- The task
Go through the data and copy each line that holds "green".

- Supplied material
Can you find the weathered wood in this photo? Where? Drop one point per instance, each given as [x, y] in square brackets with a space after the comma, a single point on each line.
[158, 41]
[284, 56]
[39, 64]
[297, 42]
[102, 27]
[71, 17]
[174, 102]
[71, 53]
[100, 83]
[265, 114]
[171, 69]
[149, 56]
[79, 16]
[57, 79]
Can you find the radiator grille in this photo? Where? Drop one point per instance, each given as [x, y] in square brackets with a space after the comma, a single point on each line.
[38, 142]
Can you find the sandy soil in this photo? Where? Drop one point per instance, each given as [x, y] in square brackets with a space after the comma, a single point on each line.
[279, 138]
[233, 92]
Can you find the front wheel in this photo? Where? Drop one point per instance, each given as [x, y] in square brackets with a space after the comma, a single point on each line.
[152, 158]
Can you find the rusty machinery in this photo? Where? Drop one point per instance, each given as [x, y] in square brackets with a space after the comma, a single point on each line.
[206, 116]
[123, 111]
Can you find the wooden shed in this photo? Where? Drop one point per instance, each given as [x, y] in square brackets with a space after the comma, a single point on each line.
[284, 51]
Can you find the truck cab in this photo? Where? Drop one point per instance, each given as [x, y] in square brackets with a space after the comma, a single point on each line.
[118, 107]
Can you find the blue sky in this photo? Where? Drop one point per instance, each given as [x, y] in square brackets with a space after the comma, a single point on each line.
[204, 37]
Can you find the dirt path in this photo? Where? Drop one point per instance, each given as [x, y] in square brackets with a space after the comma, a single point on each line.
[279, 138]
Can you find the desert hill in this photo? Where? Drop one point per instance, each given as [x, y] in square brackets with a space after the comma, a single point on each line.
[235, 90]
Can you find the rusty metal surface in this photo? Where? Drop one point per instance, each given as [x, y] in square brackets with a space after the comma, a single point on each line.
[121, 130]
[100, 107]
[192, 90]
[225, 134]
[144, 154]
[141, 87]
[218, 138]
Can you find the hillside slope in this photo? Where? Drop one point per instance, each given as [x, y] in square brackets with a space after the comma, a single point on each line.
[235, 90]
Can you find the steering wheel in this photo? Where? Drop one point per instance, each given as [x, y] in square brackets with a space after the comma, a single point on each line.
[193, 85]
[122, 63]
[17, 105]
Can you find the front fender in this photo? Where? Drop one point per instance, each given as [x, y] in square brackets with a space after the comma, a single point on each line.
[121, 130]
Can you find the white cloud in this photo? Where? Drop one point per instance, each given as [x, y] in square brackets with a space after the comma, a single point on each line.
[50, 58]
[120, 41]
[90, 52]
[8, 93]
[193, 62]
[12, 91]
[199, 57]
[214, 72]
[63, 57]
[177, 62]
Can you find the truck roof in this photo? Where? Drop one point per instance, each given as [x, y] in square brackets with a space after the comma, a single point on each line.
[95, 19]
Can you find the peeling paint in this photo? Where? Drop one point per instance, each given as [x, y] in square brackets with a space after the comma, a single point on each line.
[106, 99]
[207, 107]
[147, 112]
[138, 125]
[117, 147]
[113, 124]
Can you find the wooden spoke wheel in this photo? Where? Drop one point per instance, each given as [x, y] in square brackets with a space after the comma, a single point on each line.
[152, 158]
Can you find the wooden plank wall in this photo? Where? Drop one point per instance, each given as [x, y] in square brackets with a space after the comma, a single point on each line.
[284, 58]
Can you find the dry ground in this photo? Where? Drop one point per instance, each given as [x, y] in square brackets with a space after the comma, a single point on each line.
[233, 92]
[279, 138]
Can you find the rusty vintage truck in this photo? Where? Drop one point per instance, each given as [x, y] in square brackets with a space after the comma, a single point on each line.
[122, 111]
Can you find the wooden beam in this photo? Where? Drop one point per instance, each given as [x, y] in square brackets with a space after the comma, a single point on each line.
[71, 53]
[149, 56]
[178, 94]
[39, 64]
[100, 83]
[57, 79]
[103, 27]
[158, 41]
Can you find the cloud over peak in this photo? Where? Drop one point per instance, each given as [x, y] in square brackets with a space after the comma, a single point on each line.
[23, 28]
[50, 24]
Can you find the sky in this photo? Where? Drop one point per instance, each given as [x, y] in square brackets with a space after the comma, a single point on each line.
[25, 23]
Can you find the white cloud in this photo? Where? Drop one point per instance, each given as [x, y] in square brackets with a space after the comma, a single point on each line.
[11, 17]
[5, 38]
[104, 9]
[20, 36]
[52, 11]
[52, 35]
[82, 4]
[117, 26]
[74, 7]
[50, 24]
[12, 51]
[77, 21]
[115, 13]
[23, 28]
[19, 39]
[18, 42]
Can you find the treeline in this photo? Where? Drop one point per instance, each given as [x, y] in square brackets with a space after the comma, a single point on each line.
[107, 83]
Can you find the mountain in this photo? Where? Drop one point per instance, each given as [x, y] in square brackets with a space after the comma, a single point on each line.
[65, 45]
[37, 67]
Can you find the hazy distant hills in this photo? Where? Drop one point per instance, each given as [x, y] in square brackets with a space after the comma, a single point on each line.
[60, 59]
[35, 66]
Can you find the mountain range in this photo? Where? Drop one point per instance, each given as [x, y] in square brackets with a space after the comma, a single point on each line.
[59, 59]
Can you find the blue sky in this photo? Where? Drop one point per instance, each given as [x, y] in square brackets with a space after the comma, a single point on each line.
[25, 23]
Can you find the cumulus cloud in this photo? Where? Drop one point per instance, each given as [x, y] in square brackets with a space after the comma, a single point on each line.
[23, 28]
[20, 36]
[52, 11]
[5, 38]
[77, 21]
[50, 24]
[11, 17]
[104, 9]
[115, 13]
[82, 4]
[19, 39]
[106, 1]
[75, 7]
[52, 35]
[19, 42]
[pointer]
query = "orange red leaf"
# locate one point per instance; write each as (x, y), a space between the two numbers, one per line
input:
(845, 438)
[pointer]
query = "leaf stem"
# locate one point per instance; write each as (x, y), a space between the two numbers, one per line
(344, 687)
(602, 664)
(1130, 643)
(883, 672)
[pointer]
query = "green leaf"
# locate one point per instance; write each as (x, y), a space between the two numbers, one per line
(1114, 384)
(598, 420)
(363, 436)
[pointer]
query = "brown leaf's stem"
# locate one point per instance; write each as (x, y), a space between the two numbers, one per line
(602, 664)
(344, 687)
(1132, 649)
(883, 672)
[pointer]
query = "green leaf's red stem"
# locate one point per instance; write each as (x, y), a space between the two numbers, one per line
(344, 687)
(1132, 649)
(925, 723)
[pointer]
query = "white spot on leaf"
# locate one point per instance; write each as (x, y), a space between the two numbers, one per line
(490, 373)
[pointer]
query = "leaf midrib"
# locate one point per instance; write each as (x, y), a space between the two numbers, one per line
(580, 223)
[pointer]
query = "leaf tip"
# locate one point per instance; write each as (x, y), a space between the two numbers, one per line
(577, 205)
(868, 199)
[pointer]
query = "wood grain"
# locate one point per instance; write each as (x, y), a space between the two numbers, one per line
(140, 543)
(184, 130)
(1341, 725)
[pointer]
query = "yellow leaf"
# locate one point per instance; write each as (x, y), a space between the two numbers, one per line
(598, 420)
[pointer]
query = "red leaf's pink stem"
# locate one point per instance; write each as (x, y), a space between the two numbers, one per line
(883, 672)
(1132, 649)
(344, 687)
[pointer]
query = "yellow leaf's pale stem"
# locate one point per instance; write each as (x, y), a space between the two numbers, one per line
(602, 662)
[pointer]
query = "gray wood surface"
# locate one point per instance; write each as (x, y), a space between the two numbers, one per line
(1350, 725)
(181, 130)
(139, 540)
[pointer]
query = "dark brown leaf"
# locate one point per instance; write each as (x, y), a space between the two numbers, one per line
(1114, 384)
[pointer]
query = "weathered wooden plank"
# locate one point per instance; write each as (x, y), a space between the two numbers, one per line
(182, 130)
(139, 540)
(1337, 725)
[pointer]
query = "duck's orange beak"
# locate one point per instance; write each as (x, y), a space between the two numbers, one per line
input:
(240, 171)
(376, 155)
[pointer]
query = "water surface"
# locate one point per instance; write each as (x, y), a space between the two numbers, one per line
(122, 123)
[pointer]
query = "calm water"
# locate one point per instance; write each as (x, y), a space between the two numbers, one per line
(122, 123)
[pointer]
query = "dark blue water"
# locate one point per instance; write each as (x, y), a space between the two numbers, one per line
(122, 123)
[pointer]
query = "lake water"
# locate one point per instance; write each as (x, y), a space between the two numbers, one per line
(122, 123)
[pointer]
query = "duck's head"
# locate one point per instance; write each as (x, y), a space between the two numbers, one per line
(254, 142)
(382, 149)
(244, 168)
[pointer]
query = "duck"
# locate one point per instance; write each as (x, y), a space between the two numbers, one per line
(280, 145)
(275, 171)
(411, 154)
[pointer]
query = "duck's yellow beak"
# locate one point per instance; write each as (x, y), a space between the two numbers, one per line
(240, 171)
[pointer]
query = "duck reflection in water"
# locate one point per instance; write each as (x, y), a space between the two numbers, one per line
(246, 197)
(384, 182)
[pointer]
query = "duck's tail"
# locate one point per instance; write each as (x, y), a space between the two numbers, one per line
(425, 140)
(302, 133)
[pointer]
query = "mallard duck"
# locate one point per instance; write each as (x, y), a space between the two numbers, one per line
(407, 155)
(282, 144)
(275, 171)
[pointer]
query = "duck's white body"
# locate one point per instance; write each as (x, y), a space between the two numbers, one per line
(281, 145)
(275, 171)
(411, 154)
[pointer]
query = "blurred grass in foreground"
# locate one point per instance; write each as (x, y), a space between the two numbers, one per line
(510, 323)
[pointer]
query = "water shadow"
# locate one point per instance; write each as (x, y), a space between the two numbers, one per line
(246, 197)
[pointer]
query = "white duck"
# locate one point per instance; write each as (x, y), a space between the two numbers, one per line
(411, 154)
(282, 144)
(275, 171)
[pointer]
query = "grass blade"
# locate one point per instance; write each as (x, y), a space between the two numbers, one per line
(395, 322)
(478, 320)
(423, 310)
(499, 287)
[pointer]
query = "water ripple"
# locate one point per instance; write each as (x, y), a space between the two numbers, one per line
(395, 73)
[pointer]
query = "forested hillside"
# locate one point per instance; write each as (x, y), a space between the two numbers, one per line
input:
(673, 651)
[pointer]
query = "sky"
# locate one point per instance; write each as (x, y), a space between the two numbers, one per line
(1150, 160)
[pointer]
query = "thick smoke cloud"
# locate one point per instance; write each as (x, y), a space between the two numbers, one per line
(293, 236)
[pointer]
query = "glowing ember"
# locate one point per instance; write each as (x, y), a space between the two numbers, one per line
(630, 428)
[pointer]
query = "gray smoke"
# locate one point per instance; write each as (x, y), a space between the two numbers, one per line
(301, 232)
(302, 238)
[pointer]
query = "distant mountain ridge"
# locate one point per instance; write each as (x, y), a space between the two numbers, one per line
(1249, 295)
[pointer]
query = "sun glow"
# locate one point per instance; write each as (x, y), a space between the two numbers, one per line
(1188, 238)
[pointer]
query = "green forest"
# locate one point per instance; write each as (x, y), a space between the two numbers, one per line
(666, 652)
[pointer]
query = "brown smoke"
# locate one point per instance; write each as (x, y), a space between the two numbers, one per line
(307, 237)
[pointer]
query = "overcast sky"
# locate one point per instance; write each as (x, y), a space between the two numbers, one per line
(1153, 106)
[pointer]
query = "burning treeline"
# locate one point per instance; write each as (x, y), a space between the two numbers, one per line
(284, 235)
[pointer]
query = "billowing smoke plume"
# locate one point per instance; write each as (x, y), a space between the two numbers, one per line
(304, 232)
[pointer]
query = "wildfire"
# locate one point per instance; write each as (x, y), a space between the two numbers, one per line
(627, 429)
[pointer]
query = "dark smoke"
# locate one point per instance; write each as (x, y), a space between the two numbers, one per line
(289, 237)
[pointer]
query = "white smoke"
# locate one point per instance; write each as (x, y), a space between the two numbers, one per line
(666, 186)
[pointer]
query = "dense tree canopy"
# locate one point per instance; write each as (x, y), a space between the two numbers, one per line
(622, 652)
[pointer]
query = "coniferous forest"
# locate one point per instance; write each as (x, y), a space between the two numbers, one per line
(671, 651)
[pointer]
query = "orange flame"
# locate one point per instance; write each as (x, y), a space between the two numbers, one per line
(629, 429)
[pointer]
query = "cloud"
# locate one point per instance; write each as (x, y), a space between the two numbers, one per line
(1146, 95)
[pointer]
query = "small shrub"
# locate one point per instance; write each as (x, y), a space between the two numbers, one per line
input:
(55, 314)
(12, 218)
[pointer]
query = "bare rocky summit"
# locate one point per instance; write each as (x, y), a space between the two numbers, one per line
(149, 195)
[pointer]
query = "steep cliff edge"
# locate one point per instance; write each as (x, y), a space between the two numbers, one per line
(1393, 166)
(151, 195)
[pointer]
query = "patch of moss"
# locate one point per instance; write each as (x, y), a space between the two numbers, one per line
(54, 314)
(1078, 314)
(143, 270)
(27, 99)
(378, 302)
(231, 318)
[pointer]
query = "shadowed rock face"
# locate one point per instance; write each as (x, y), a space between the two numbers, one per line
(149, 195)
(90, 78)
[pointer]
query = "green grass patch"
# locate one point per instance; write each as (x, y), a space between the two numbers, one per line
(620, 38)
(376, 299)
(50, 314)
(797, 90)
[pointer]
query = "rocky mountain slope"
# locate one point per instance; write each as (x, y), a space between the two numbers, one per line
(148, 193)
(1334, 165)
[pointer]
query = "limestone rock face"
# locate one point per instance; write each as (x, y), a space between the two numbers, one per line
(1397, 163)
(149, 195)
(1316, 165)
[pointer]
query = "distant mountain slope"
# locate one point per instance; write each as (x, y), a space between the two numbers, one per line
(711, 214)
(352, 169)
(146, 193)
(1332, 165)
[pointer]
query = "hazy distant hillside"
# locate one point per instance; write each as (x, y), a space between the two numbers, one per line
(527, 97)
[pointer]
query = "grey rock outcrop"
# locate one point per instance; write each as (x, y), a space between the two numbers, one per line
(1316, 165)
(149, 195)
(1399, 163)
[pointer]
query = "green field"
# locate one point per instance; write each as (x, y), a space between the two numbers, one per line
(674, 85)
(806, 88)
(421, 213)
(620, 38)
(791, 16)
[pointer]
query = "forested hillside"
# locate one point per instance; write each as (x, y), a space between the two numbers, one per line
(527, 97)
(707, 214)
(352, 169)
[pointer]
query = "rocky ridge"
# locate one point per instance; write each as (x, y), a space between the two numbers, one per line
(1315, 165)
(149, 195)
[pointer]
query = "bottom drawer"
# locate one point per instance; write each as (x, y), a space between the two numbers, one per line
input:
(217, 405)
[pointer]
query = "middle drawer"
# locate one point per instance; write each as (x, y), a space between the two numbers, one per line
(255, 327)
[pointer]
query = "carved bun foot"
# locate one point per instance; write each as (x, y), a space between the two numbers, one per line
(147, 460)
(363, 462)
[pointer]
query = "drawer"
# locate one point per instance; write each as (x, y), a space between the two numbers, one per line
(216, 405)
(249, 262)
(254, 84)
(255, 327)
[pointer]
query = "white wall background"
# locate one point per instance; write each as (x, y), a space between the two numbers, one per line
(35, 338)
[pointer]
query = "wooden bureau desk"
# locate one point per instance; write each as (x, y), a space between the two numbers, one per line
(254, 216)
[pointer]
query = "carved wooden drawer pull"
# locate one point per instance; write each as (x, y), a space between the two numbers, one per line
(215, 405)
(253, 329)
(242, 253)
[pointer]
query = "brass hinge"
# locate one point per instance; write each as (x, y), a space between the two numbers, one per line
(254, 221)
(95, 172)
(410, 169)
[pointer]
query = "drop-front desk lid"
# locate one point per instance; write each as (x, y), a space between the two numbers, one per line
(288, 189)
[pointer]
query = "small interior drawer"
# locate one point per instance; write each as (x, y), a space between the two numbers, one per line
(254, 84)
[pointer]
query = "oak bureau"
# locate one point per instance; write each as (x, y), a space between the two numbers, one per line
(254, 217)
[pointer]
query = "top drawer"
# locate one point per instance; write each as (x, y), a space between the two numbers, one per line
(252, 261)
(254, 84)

- Exercise solution
query = "green leaf"
query = "green leaf's red stem"
query = "green forest"
query = "green grass patch"
query = "green field"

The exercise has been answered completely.